■ Records from a point-labeling set:
=-=-=-=-=

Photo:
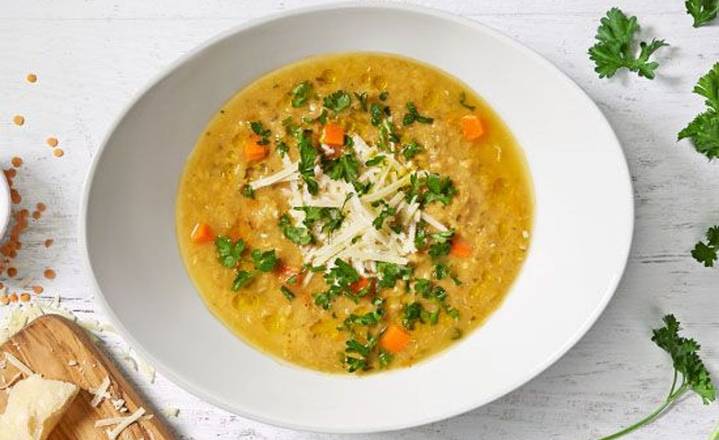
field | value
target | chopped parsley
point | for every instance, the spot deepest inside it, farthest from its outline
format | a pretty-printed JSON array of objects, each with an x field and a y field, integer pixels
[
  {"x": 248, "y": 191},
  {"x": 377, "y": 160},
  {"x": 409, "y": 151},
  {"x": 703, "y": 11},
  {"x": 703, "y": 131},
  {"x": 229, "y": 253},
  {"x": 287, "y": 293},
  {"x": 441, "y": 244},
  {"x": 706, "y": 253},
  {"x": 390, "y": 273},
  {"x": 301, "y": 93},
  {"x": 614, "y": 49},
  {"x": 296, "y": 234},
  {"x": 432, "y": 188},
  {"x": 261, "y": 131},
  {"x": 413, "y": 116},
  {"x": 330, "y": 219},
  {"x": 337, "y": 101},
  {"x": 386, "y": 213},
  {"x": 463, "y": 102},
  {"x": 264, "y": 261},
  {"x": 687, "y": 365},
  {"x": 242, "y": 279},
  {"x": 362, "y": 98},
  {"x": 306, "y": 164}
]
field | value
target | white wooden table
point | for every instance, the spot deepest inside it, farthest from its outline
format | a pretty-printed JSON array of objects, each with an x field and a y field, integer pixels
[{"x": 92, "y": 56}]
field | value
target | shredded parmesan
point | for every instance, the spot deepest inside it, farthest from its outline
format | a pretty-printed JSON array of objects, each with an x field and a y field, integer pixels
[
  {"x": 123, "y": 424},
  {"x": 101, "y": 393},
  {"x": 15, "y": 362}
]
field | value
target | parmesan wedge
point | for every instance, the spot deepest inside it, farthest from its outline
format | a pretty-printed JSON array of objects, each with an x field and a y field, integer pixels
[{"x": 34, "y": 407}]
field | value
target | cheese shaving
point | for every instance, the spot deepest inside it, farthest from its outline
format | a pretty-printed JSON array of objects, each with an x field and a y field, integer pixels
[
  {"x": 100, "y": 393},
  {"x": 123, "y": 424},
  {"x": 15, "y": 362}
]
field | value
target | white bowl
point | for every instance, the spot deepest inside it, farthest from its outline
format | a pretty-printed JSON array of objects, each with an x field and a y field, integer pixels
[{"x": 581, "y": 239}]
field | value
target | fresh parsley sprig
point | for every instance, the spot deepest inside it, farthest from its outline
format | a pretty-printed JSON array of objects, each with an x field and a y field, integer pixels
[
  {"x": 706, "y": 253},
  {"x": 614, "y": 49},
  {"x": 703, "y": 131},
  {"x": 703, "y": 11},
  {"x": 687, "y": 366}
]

=-=-=-=-=

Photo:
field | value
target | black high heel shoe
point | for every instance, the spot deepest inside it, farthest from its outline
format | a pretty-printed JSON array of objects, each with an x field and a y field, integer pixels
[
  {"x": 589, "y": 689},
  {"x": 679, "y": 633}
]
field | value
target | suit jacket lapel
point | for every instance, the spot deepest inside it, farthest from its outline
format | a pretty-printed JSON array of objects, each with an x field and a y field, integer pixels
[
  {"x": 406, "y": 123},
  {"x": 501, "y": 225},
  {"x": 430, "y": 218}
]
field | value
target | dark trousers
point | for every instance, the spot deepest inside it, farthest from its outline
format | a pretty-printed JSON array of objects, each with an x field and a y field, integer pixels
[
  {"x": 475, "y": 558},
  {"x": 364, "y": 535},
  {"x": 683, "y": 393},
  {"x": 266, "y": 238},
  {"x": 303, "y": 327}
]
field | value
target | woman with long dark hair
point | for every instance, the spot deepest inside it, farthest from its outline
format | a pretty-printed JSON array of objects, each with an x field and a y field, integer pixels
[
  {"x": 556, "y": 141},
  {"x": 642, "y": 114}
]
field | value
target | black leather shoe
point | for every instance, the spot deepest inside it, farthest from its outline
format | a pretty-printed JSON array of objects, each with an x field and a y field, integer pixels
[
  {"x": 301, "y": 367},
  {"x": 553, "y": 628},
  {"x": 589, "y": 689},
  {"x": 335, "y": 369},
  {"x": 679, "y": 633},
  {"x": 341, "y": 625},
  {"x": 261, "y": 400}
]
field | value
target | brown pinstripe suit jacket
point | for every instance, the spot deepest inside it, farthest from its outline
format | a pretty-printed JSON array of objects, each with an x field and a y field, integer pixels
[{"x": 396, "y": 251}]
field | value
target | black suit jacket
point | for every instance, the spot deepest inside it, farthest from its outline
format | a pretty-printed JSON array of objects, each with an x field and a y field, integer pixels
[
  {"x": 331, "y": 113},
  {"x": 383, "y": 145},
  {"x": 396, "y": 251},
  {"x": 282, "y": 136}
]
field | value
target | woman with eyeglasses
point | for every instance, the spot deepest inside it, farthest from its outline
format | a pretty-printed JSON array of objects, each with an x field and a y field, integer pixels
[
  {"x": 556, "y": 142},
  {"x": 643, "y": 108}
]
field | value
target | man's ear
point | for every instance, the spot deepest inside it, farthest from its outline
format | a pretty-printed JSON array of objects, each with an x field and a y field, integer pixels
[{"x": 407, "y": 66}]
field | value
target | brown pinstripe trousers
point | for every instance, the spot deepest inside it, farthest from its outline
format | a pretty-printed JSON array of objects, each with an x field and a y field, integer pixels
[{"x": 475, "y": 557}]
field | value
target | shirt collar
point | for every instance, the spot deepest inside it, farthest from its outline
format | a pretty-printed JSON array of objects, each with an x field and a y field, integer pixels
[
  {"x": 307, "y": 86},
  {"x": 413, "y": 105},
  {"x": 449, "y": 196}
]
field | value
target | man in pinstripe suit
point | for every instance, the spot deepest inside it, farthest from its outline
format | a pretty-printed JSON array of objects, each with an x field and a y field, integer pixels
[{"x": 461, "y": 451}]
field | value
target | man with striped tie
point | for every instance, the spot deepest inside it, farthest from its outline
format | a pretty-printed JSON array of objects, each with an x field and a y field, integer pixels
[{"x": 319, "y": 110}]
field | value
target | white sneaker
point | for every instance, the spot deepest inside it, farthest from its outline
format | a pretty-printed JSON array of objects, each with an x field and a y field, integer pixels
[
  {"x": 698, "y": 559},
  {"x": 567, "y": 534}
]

=-=-=-=-=

■ Your instructions: Pick out every line of the data above that contains the string "pinstripe", and copy each one in full.

■ Solution to this task:
target | brown pinstripe suit jacket
target | brown pinstripe trousers
target | man in pinstripe suit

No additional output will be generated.